Rename "creamy coffee swirl" to "creamy coffee layer" everywhere it occurs in the records below, and reproduce every other line unchanged.

[Excerpts from a detection dataset]
--
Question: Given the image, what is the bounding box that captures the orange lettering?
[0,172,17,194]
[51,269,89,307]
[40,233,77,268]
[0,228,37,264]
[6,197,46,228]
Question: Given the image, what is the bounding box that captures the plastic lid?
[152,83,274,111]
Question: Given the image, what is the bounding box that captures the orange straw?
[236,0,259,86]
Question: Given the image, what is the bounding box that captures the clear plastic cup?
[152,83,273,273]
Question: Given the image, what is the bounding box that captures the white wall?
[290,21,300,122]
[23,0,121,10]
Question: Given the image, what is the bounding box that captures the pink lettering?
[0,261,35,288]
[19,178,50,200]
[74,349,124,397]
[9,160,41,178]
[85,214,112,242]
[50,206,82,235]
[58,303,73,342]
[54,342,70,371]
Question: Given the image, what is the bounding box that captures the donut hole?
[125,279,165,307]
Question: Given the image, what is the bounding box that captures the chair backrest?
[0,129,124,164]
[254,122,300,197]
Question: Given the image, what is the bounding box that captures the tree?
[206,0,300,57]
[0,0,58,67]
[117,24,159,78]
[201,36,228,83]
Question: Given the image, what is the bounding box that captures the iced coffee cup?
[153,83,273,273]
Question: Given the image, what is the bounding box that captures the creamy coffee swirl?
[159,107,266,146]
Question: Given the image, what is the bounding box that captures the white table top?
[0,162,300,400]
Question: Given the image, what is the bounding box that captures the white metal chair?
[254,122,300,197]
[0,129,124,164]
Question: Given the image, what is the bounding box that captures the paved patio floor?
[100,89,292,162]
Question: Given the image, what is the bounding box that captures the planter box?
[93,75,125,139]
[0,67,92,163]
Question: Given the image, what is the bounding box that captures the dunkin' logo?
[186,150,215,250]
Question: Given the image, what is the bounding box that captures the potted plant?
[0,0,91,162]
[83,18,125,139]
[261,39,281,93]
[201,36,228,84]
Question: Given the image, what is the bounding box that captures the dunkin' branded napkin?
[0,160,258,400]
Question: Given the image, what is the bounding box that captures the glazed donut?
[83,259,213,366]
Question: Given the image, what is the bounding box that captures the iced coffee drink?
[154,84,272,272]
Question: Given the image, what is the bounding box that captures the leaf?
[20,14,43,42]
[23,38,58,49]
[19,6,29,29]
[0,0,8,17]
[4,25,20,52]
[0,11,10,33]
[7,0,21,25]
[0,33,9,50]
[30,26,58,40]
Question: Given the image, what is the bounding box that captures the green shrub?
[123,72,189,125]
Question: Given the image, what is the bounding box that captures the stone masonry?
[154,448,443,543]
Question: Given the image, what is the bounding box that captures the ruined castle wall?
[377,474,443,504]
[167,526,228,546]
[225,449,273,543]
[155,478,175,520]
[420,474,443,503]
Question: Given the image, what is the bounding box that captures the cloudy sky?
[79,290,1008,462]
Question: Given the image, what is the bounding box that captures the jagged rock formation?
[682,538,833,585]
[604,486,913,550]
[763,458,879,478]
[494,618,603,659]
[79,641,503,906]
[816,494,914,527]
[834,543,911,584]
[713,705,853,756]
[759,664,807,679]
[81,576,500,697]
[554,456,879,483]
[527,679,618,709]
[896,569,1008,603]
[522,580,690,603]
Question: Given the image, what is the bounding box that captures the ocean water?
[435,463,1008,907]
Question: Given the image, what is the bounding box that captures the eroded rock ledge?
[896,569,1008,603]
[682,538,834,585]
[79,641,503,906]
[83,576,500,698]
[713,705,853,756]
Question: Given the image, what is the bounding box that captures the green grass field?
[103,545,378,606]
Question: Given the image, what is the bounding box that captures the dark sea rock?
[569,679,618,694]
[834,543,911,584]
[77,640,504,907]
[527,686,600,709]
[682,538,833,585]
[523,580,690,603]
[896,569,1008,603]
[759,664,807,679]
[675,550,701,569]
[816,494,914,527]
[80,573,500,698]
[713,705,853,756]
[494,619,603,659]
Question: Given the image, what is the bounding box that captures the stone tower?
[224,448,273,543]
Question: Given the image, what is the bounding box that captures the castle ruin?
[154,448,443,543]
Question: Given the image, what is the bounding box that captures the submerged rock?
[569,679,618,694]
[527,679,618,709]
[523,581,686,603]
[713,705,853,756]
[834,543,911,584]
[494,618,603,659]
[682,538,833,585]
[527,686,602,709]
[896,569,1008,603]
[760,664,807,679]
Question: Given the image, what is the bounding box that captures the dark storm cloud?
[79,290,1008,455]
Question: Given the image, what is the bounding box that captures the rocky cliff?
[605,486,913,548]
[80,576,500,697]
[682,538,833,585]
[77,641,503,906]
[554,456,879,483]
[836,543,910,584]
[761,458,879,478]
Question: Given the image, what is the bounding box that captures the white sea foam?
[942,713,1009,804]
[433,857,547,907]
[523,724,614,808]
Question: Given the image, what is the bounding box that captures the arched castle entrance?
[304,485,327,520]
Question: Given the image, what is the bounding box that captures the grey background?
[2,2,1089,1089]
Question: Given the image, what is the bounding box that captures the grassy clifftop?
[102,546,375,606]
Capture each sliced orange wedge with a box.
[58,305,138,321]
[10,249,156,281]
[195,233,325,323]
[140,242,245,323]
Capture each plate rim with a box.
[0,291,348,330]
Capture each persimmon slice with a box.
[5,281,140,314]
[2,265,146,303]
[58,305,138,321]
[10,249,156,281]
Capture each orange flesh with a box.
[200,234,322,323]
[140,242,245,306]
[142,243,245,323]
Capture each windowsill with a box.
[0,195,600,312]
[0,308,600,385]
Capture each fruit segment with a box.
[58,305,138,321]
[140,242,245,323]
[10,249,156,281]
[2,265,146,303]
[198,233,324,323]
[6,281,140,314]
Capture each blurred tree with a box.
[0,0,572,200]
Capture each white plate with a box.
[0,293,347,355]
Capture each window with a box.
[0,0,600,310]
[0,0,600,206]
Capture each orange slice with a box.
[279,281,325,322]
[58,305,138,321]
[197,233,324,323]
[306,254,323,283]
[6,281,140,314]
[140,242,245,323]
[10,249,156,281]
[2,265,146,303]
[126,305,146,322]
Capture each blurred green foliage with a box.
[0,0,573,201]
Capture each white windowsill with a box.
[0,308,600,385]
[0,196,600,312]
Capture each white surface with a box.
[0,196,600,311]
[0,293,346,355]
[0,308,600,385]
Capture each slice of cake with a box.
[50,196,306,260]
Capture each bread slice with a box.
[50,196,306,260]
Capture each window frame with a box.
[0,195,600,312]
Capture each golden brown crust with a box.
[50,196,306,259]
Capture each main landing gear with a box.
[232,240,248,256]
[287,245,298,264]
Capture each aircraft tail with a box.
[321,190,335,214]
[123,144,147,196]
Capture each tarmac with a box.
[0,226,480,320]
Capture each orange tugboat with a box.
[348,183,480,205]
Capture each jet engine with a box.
--
## Result of the task
Question: Given the image, what is the bounding box that captures the orange lettering?
[0,172,17,194]
[51,269,89,307]
[40,233,77,268]
[0,228,37,264]
[6,197,46,228]
Question: Given the image, what is the bounding box that captures the plastic lid?
[152,83,274,111]
Question: Given the image, what is the bounding box that captures the orange straw?
[236,0,259,86]
Question: Given the image, what is the bounding box that captures the clear plastic cup?
[152,83,273,273]
Question: Given the image, what is the bounding box that captures the white wall?
[290,21,300,122]
[23,0,121,10]
Question: Given the image, what is the bounding box that captures the pink lettering?
[0,261,35,288]
[19,178,50,200]
[74,349,124,397]
[9,160,41,178]
[85,214,112,242]
[50,206,82,235]
[58,303,73,342]
[54,342,70,371]
Question: Given the image, what is the bounding box that captures the donut hole?
[125,279,165,307]
Question: Given the image, what is the bounding box that captures the chair backrest?
[0,129,124,164]
[254,122,300,197]
Question: Given the image, what is the bounding box that captures the tree?
[206,0,300,57]
[0,0,58,67]
[117,24,159,78]
[201,36,228,83]
Question: Given the image, what is the bounding box that captures the iced coffee cup?
[153,83,273,273]
Question: Given the image, what is the bounding box that captures the creamy coffee layer?
[159,107,266,146]
Question: Given the image, what is the bounding box that captures the white table top?
[0,162,300,400]
Question: Given the image, what is the bounding box that captures the white metal chair?
[254,122,300,197]
[0,129,124,164]
Question: Given the image, what is the bounding box that captures the paved patio floor?
[100,89,292,162]
Question: Given the image, what is the bounding box that captures the planter box?
[93,75,125,139]
[0,67,92,163]
Question: Given the image, what is the bounding box that captures the dunkin' logo?
[186,150,215,250]
Question: Given the image, what is the bounding box that captures the potted plant?
[0,0,91,162]
[83,18,125,139]
[261,39,281,93]
[201,36,228,84]
Question: Given the image, what is the bounding box that captures the dunkin' branded napkin?
[0,160,258,400]
Question: Given the image, what is the bounding box that captures the glazed donut?
[83,259,213,366]
Question: Given the image, what is the bounding box that captures the iced coffee drink?
[154,84,272,272]
Question: Given the image, what is the bounding box that captures the leaf?
[20,14,43,42]
[23,38,58,49]
[19,6,29,29]
[0,0,8,17]
[4,25,20,52]
[0,11,10,33]
[7,0,21,25]
[0,33,9,50]
[30,26,58,40]
Question: Given the image, what is the bounding box that captures the green shrub?
[123,72,189,125]
Question: Given the image, what is the bounding box that captures the stone masonry?
[154,448,443,543]
Question: Given the image, what is the bounding box that captures the ruined castle wall?
[377,474,443,504]
[167,526,228,546]
[225,449,273,543]
[155,478,175,520]
[420,474,443,503]
Question: Given the image, what is the bounding box that captures the cloudy sky?
[79,290,1008,462]
Question: Given the image, what is the bounding box that captures the jagged rock formation?
[682,538,833,585]
[604,486,913,550]
[763,458,879,478]
[494,618,603,659]
[79,641,503,906]
[816,494,914,527]
[834,543,911,584]
[713,705,853,756]
[759,664,807,679]
[81,576,500,697]
[554,456,879,483]
[527,679,618,709]
[896,569,1008,603]
[522,580,690,603]
Question: Given the image, what is the bounding box that captures the ocean water?
[435,463,1008,907]
Question: Given the image, what is the bounding box that captures the eroded rock ledge?
[896,569,1008,603]
[682,538,834,585]
[79,641,503,906]
[83,576,500,698]
[713,705,853,756]
Question: Given the image, what is the bounding box that captures the green grass field?
[103,545,378,606]
Question: Given the image, what is the bounding box that captures the dark sea rock?
[569,679,618,694]
[834,543,911,584]
[77,640,504,907]
[527,686,600,709]
[682,538,833,585]
[523,580,690,603]
[896,569,1008,603]
[759,664,807,679]
[675,550,701,569]
[816,494,914,527]
[80,573,500,698]
[713,705,853,756]
[494,619,603,659]
Question: Given the image, what is the bounding box that captures the stone tower?
[224,448,273,543]
Question: Given the image, what is the bounding box that captures the castle ruin?
[154,448,443,543]
Question: Given the image, what is the bounding box that captures the submerged rock?
[569,679,618,694]
[527,679,618,709]
[523,581,686,603]
[713,705,853,756]
[834,543,911,584]
[494,618,603,659]
[682,538,833,585]
[527,686,602,709]
[896,569,1008,603]
[760,664,807,679]
Question: Given the image, what is the bounding box that captures the dark storm cloud?
[79,290,1008,455]
Question: Given the image, what is the bounding box that captures the rocky cliff?
[605,486,913,548]
[80,576,500,697]
[682,538,833,585]
[77,641,503,906]
[554,456,879,483]
[836,543,910,584]
[761,458,879,478]
Question: Given the image, what is the bounding box that captures the white sea foam?
[942,713,1009,804]
[433,857,547,907]
[523,724,614,808]
Question: Given the image, what is the bounding box that captures the arched castle entrance?
[304,485,327,520]
Question: Given the image, what is the bounding box that captures the grey background?
[2,2,1089,1089]
Question: Given the image, what is the bounding box that captures the grassy clifftop?
[102,546,375,606]
Capture each sliced orange wedge with a box.
[58,305,138,321]
[10,249,156,281]
[195,233,325,323]
[140,242,245,323]
Capture each plate rim with a box.
[0,291,348,330]
Capture each persimmon slice with a box.
[5,281,140,314]
[2,265,146,303]
[58,305,138,321]
[10,249,156,281]
Capture each orange flesh with a box.
[200,234,322,323]
[140,242,245,306]
[142,243,245,323]
Capture each windowsill with a box.
[0,195,600,312]
[0,308,600,385]
Capture each fruit segment with a box.
[58,305,138,321]
[140,242,245,323]
[10,249,156,281]
[2,265,146,303]
[198,233,324,323]
[6,281,140,314]
Capture each blurred tree with a box.
[0,0,572,200]
Capture each white plate with a box.
[0,293,347,355]
Capture each window with a box.
[0,0,600,310]
[0,0,600,206]
Capture each orange slice with a box.
[279,281,325,322]
[58,305,138,321]
[197,233,324,323]
[306,254,323,283]
[6,281,140,314]
[140,242,245,323]
[10,249,156,281]
[2,265,146,303]
[126,305,146,322]
Capture each blurred green foliage with a box.
[0,0,573,201]
Capture each white windowsill with a box.
[0,308,600,385]
[0,196,600,312]
Capture each white surface with a box.
[0,196,600,311]
[0,293,346,355]
[0,308,600,385]
Capture each slice of cake with a box.
[50,196,306,260]
Capture each bread slice with a box.
[50,196,306,260]
Capture each window frame with a box.
[0,195,600,312]
Capture each golden brown crust with a box.
[50,196,306,259]
Capture each main landing gear with a box.
[232,240,248,256]
[287,245,298,264]
Capture each aircraft tail with a box.
[321,190,335,214]
[123,144,147,196]
Capture each tarmac with a box.
[0,226,480,320]
Capture each orange tugboat with a box.
[348,183,480,205]
Capture each jet engine with a box.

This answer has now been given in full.